> Your objective: From the first line to the last, please write out the data exactly.

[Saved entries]
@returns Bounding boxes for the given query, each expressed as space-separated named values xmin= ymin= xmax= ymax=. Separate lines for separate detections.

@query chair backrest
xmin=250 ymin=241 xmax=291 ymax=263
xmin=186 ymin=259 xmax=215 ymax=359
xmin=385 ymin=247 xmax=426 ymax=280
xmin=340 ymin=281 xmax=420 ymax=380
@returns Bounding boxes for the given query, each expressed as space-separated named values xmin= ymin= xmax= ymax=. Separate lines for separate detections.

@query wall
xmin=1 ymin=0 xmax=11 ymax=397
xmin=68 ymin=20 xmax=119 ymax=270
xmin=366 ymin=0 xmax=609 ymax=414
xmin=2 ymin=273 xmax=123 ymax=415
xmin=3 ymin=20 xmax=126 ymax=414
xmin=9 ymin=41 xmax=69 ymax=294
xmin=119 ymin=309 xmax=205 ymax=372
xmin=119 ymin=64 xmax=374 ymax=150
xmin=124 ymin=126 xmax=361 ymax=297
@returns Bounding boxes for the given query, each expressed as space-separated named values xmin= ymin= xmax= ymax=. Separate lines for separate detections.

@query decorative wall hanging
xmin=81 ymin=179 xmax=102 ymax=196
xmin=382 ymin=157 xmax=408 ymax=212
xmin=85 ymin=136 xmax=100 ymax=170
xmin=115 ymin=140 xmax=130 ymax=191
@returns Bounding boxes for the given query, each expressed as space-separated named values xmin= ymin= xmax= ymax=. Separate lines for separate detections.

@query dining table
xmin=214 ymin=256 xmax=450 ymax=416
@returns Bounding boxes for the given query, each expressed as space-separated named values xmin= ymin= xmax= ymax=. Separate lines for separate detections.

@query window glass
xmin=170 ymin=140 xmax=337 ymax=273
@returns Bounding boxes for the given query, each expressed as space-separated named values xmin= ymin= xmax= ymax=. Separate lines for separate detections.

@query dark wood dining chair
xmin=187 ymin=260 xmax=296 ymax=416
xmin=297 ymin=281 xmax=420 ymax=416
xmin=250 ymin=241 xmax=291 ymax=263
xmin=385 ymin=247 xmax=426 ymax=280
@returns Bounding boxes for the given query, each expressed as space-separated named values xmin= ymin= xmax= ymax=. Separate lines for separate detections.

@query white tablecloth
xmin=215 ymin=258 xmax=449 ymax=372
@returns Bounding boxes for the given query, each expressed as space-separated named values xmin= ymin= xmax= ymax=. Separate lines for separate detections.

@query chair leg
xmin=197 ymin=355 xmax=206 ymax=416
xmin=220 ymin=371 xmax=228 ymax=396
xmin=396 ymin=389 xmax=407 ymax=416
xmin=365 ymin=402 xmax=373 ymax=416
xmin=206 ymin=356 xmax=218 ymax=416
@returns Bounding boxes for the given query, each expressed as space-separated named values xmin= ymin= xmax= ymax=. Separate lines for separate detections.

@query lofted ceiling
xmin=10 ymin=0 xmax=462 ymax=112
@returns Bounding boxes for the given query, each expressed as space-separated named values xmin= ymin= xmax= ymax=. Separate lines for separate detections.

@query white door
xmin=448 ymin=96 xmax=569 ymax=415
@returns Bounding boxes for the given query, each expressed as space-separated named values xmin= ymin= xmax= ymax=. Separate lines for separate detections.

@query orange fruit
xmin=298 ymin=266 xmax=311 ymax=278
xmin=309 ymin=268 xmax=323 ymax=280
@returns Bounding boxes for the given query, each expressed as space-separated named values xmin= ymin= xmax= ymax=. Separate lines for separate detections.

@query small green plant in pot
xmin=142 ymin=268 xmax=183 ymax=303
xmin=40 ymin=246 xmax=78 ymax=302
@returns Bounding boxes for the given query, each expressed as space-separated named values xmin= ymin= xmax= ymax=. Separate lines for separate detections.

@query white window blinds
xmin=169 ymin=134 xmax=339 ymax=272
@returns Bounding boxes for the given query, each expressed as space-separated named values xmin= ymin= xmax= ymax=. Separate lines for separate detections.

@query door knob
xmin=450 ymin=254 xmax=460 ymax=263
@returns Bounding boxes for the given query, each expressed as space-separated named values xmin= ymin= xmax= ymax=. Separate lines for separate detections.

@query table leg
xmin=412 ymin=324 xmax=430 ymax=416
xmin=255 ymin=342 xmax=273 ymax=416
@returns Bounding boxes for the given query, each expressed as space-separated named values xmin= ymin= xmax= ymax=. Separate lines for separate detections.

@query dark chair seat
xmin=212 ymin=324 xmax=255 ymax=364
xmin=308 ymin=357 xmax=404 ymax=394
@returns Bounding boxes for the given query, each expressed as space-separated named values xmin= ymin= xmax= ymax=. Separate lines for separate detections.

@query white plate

> Reply:
@returns Bounding boxes for the given query, each expressed as space-separated named values xmin= ymin= xmax= ymax=. Separate lines for separate detections.

@query chair backrest
xmin=250 ymin=241 xmax=291 ymax=263
xmin=186 ymin=259 xmax=215 ymax=359
xmin=385 ymin=247 xmax=426 ymax=280
xmin=340 ymin=281 xmax=420 ymax=380
@returns Bounding boxes for the given query, each expressed as space-separated named values xmin= ymin= xmax= ymax=. Separate lines for separate detections.

@query wall
xmin=1 ymin=0 xmax=11 ymax=397
xmin=68 ymin=20 xmax=119 ymax=270
xmin=366 ymin=0 xmax=609 ymax=414
xmin=2 ymin=273 xmax=123 ymax=415
xmin=3 ymin=20 xmax=126 ymax=414
xmin=9 ymin=41 xmax=69 ymax=294
xmin=119 ymin=309 xmax=205 ymax=372
xmin=119 ymin=64 xmax=374 ymax=150
xmin=124 ymin=126 xmax=361 ymax=297
@returns Bounding boxes for the given query, each expressed as space-separated named values xmin= ymin= xmax= ymax=. Separate lines for separate detections.

@query decorative wall hanging
xmin=81 ymin=179 xmax=102 ymax=196
xmin=382 ymin=157 xmax=408 ymax=212
xmin=85 ymin=136 xmax=100 ymax=170
xmin=115 ymin=140 xmax=130 ymax=191
@returns Bounding boxes for the given query, each expressed as space-separated named values xmin= ymin= xmax= ymax=. Separate lines for separate detections.

@query dining table
xmin=214 ymin=256 xmax=450 ymax=416
@returns Bounding boxes for the given query, each expressed as space-separated named values xmin= ymin= xmax= ymax=. Separate lines for separate detections.

@query window glass
xmin=170 ymin=140 xmax=337 ymax=273
@returns Bounding boxes for the given query, each expressed as space-separated named values xmin= ymin= xmax= ymax=. Separate lines for separate detections.

@query dark wood dining chair
xmin=187 ymin=260 xmax=296 ymax=416
xmin=297 ymin=281 xmax=420 ymax=416
xmin=250 ymin=241 xmax=291 ymax=263
xmin=385 ymin=247 xmax=426 ymax=280
@returns Bounding boxes for the given query, each expressed as space-separated named values xmin= ymin= xmax= ymax=. Separate lines for separate detections.

@query white tablecloth
xmin=215 ymin=258 xmax=449 ymax=372
@returns Bounding boxes for the given query, each expressed as space-separated named values xmin= ymin= xmax= ymax=. Separate lines for separate detections.

@query chair leg
xmin=197 ymin=355 xmax=206 ymax=416
xmin=220 ymin=371 xmax=228 ymax=396
xmin=396 ymin=389 xmax=407 ymax=416
xmin=365 ymin=402 xmax=373 ymax=416
xmin=206 ymin=356 xmax=218 ymax=416
@returns Bounding boxes for the given query, each expressed as space-separated named values xmin= ymin= xmax= ymax=. Separate lines for separate detections.

@query lofted ceiling
xmin=10 ymin=0 xmax=462 ymax=112
@returns Bounding boxes for the given query, each expressed as space-separated named values xmin= ymin= xmax= ymax=. Separate lines for separate detections.

@query white door
xmin=448 ymin=96 xmax=569 ymax=415
@returns Bounding boxes for the given query, each expressed as space-separated named values xmin= ymin= xmax= ymax=. Separate lines for separate detections.

@query orange fruit
xmin=298 ymin=266 xmax=311 ymax=278
xmin=309 ymin=268 xmax=323 ymax=280
@returns Bounding boxes for the given query, each expressed as space-separated named values xmin= ymin= xmax= ymax=. Separate lines for separate detections.

@query small green plant in pot
xmin=142 ymin=268 xmax=183 ymax=303
xmin=40 ymin=246 xmax=78 ymax=302
@returns Bounding boxes for the given query, each expressed as space-separated named values xmin= ymin= xmax= ymax=. Separate lines for separate detections.

@query white window blinds
xmin=169 ymin=134 xmax=339 ymax=272
@returns Bounding boxes for the given query, each expressed as space-separated named values xmin= ymin= xmax= ymax=. Separate lines for separate detections.

@query door knob
xmin=450 ymin=254 xmax=460 ymax=263
@returns Bounding boxes for the given query, each expressed as space-separated named values xmin= ymin= xmax= ymax=. Separate lines for separate detections.

@query table leg
xmin=412 ymin=324 xmax=430 ymax=416
xmin=255 ymin=342 xmax=273 ymax=416
@returns Bounding boxes for the given query, each expressed as space-separated named values xmin= ymin= xmax= ymax=. Separate lines for separate detections.

@query dark chair seat
xmin=212 ymin=324 xmax=255 ymax=364
xmin=308 ymin=357 xmax=404 ymax=394
@returns Bounding boxes for the given query, each expressed as space-separated named values xmin= ymin= xmax= ymax=. Separate lines for separate detections.

@query white plate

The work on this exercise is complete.